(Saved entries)
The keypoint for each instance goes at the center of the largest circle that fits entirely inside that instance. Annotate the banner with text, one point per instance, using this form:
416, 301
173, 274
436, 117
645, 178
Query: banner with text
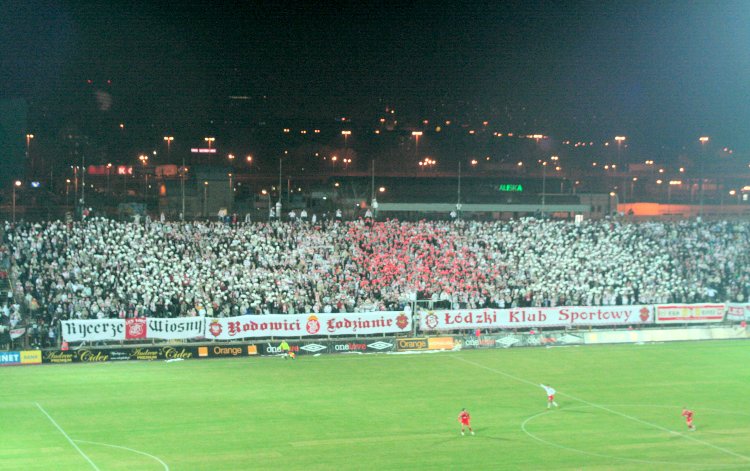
534, 317
303, 325
738, 312
133, 329
689, 313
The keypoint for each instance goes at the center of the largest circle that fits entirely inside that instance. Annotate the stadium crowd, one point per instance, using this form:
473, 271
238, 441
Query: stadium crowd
104, 268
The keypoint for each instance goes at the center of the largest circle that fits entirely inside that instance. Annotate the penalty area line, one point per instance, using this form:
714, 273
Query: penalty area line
93, 465
607, 409
156, 458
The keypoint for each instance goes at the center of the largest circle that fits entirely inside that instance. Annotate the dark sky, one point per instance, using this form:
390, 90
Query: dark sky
660, 71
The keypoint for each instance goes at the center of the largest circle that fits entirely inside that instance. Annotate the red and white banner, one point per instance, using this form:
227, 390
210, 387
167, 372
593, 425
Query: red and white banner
304, 325
738, 312
241, 327
689, 313
563, 316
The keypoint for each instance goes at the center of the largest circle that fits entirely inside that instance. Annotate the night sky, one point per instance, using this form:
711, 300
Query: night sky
663, 72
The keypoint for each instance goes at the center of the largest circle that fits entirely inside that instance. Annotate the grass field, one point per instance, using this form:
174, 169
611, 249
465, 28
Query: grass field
619, 409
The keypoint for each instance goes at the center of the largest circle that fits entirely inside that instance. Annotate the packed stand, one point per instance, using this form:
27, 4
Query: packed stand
104, 268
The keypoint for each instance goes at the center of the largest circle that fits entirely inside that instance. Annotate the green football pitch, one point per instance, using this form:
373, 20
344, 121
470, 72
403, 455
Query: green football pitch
619, 409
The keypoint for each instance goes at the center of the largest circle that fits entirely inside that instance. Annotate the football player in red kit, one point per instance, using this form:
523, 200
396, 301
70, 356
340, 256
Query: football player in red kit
465, 420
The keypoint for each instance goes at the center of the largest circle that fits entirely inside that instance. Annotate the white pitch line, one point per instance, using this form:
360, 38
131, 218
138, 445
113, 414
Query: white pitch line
67, 437
636, 419
166, 468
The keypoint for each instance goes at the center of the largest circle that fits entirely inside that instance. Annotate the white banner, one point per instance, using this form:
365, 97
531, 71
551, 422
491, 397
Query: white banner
689, 313
132, 329
176, 328
738, 312
15, 333
93, 330
563, 316
303, 325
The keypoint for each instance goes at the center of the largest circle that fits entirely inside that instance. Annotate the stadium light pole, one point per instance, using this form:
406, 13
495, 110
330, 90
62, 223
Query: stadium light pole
620, 140
703, 140
205, 199
458, 191
346, 134
29, 162
544, 184
168, 140
16, 184
417, 135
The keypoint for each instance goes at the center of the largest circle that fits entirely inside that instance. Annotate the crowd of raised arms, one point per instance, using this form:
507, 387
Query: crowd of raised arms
104, 268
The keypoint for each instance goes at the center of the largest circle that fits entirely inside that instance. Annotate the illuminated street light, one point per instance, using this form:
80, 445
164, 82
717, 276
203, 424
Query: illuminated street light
703, 140
205, 198
16, 184
416, 135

→ **What is expected**
Strip the images and reproduce the remaining records precisely.

→ **Task response**
The keypoint for each instance goes at the center of the largest circle that fits entirely inside that instance. Annotate the banner with text, one point per instance, using this form:
416, 301
173, 274
436, 117
645, 178
Query: banner with text
534, 317
303, 325
738, 312
133, 329
689, 313
The keypoint for each instance goes at the center of the largest circle that fits entirely inside that instance. Annotate the stadium crowd, one point per instance, using this form:
473, 271
238, 441
Query: stadium crowd
104, 268
The keypoint for each instance goes at the center of the largest circle that fits entirely inside that instance. Annotate the penalty area line, one point per instance, using this form:
714, 273
Query: penalty area line
93, 465
607, 409
156, 458
The keypoint for each instance goes at the center of the largest circle that fits entirely inside that instance. Annotate the dark sky, one point per instance, using this form:
390, 90
Query: dark sky
660, 71
The keypoint for each instance goes at the center of the largest circle that fits entirely inside that instance. Annotate the red and white banner, one point per instance, using this form:
227, 390
210, 387
167, 372
593, 425
Query: red and white banner
304, 325
738, 312
241, 327
689, 313
563, 316
The keypoint for each instance goes at the center of the largest circle that fits entirely inside that instance. Annotate the night sky, one point per instance, using this form:
711, 300
Query: night sky
663, 72
The keypoint for each instance goes at the center of the largest circle that fits entirely inside that instance. Annotate the grass field, one point per instance, using this form:
174, 169
611, 249
465, 28
Query: grass field
619, 409
The keypoint for each instance goes at the center of the largest circle that fits entirely inside that instance. Annotate the packed stand, one point per instance, using this form:
27, 4
Query: packed stand
104, 268
The keypoint for each instance goes at the center of the largest circle that fits entirely inside that instance. Annotate the green football pitch, one point per instance, using this form:
373, 20
344, 121
470, 72
403, 455
Query: green football pitch
619, 409
The keypoint for each instance goes at the center of the largest circle that fits entirely inside that instance. Annotate the football player in red kit, one point per instance, using this form:
523, 200
396, 301
70, 356
340, 256
Query: football player in red kit
465, 420
The keypoint for each instance goes at the center of the largest circle that fits entirely inside that instance. Annotate the white pitch line, one point per instance, using this form:
360, 38
131, 218
138, 445
113, 414
Query: white pitch line
67, 437
636, 419
166, 468
The keypoint for each instance goes at the center of the largest circle that fits entirely inside that instance. Annotate the white banner, one point per instance, using this form:
365, 97
531, 71
551, 422
491, 397
Query: white banner
689, 313
132, 329
176, 328
738, 312
15, 333
93, 330
563, 316
303, 325
The keypoint for each instance goes at the center of the largest circle that fits entirely inside that instance. Annotate the stadium light pole, one point per instance, using this form:
406, 13
495, 110
330, 90
62, 223
Query: stadium light pole
620, 140
703, 140
205, 199
458, 191
346, 134
29, 162
544, 184
168, 140
16, 184
417, 135
The keypoint for each instance goes at the center of the largest circle that fits entirely inside that instance. Annotate the crowd of raised arms, one point per instance, using this form:
507, 387
Query: crowd of raised arms
104, 268
The keypoint for each instance goes at the center of the largest circle that fits entirely inside that instance. Annotate the illuminated street light, one point per instance, using this form:
80, 445
164, 82
717, 276
203, 424
Query: illuminated street light
703, 140
205, 198
16, 184
416, 135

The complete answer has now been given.